Parts of the exercise
1 > Answer these questions using the report on the Tillycoultry entail.
(a) Which family estate was sold by act of parliament because it was encumbered by debt?
(b) Where was the judgment on the resolutive clause affirmed?
(c) Whose name and arms must the heirs of tailzie assume?
2 > Continue the report on the Tillycoultry entail, starting right after the final quoted clause.

Supplied passage
═══

James Bruce of Tillycoultry, and Charles Selkrig, Accountant in Edinburgh, Respondents
Subject_Entail — Defective Resolutive Clause. —
The entail of Tillycoultry contained prohibitions against selling the estate, or contracting debt, or breaking or innovating the tailzie in any way. This was followed by an irritant clause, declaring that all which deeds shall be null and void. Then followed this resolutive clause declaring that the said heirs of tailzie who might “contravene the said
clauses irritant, or any of them, adding a special enumeration of these, without enumerating sales: Held that the resolutive clause in this entail was not sufficient to protect against the sale of the estate. Affirmed in the House of Lords.
The question in this case was, whether, under the entail of the estate of Tillicoultry, the estate was sufficiently protected against sales, by the prohibitive, irritant, and resolutive clauses therein.
The family estate of Kinross, being encumbered by debt, was sold by act of parliament, and the balance of the price, after paying the debts, ordered to be laid out in the purchase of other lands, to be vested in the same series of heirs, and under the same prohibitions and irritant and resolutive clauses as were contained in the entail of the estate of Kinross (1683). With the balance of the price the estate of Tillycoultry was purchased: and the disposition or deed of tailzie contained precisely the same prohibitory, irritant and resolutive clauses, as were contained in the entail of Kinross. These were as follow: Prohibiting the heirs of tailzie, “or any of them, to sell, annailzie, dispone, dilapidate, or put away the aforesaid lands and estate, nor any part or portion thereof, nor to break, innovate, nor infringe this present tailzie, nor contractor ontake debts, nor to do any other fact nor deed, civil or criminal, whereby the said lands and estate may be anywise apprised, adjudged, evicted, or forfeited from them, or anywise affected in prejudice and defraud of the subsequent heirs of tailzie above mentioned, successive according to the order and substitution above written; neither shall it be leisome nor lawful to the said James Bruce, or the other heirs of tailzie and provision foresaid, to suffer and permit the said lands and estate, or any part thereof, to be evicted, adjudged, apprised, or any otherwise evicted, for any debts or deeds contracted or done by them.” Then follows the irritant clause, “ all which deeds shall not only be declared void and null ipso facto by way of exception or reply, without declaration, or in so far as the same may burden and affect the foresaid estate; but also it is hereby provided and declared, that the said James Bruce, and the other heirs of tailzie who shall contravene, and incur the said clauses irritant, or any of them, either by not assuming the name and arms of Bruce, &c., or who shall break or innovate the said tailzie, or contract debts, or commit any other fact or deed, whereby the said tailzied lands and
estate may be anywise evicted or affected in manner foresaid, or who shall suffer and permit the said lands and estate, or any part thereof, to be evicted, adjudged, or apprised, or anywise affected for the debts or deeds contracted or done by them before their succession, or by any of their predecessors, whom they shall represent, that then, and in any of the said cases, the person or persons so contravening as said is, shall forefault, amit, and tyne their right of succession of the aforesaid lands and estate, and all infeftment or pretended rights thereof in their persons shall, from thenceforth, become extinct, void, and null ipso facto.”

═══

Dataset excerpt
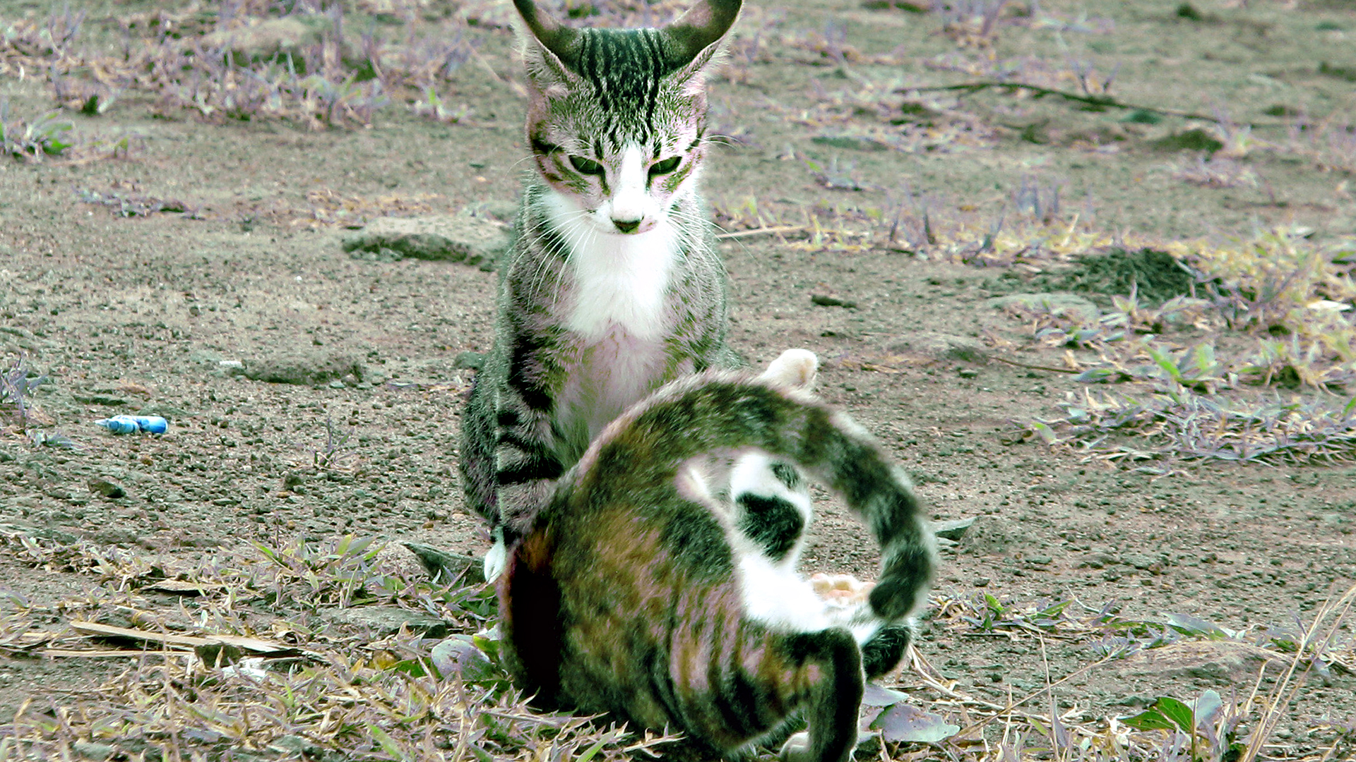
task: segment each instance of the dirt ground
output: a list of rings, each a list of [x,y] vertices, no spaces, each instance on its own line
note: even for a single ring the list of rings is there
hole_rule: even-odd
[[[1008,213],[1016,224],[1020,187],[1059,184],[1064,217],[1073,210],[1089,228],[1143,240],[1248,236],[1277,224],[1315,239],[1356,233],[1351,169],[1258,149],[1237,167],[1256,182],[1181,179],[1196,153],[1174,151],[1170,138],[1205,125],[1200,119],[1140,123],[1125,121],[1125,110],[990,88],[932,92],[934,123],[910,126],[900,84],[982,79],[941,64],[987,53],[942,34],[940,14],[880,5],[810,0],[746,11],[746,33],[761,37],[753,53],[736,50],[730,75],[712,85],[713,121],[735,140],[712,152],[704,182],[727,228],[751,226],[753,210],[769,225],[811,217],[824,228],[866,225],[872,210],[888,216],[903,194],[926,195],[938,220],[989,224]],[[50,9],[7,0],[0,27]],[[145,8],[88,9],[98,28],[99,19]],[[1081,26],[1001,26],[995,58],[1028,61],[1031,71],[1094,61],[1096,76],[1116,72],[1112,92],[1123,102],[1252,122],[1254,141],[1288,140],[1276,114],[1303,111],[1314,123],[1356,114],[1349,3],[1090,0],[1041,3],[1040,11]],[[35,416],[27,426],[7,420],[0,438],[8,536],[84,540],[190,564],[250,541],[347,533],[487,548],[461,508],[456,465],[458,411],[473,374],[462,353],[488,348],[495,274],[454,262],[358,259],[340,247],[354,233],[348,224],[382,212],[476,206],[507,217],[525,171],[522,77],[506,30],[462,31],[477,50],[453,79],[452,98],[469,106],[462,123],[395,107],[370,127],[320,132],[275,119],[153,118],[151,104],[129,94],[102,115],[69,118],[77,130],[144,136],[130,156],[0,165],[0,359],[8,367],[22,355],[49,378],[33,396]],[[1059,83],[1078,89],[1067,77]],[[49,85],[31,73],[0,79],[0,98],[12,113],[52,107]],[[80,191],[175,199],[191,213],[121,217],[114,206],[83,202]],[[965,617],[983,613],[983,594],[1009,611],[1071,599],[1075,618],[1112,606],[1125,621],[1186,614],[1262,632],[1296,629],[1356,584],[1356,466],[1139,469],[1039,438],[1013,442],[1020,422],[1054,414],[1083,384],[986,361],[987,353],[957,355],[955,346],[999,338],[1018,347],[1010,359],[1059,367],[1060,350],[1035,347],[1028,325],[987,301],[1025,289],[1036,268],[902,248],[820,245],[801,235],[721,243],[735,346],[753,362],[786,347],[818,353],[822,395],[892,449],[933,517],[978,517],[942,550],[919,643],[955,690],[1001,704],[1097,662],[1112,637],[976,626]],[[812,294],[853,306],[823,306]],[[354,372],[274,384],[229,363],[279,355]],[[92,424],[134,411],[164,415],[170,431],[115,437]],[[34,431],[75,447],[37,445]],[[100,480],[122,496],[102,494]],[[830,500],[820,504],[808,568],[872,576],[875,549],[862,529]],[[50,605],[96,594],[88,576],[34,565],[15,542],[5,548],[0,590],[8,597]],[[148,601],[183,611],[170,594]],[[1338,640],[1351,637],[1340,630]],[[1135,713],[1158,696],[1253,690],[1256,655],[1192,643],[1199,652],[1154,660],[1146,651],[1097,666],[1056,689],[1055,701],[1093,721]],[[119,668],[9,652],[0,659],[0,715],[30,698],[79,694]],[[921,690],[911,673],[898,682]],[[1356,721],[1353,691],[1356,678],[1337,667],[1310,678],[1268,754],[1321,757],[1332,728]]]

═══

Exercise answers
1 >
(a) The estate of Kinross.
(b) In the House of Lords.
(c) Bruce.

2 >
The respondent, James Bruce, succeeded to the estate, as heir of entail, and was infeft in 1796, under the provisions and conditions, and irritant and resolutive clauses contained in the entail; but thereafter, finding himself embarrassed, he sold part of the estate of Tillycoultry, conceiving that he had power to do so, because the resolutive clause in the entail did not protect against sales. The purchaser brought a suspension of a charge for the price; and the respondent, on his part, brought a declarator, the conclusions of which sought it to be declared that he “had undoubted right to make the said sale, and to execute the foresaid dispositions, and that he was not prevented from so doing by the foresaid deed of entail, or by any of the titles upon which he possesses the foresaid lands; and that the said disposition executed by him, with consent foresaid, is an effectual disposition to all intents and purposes.”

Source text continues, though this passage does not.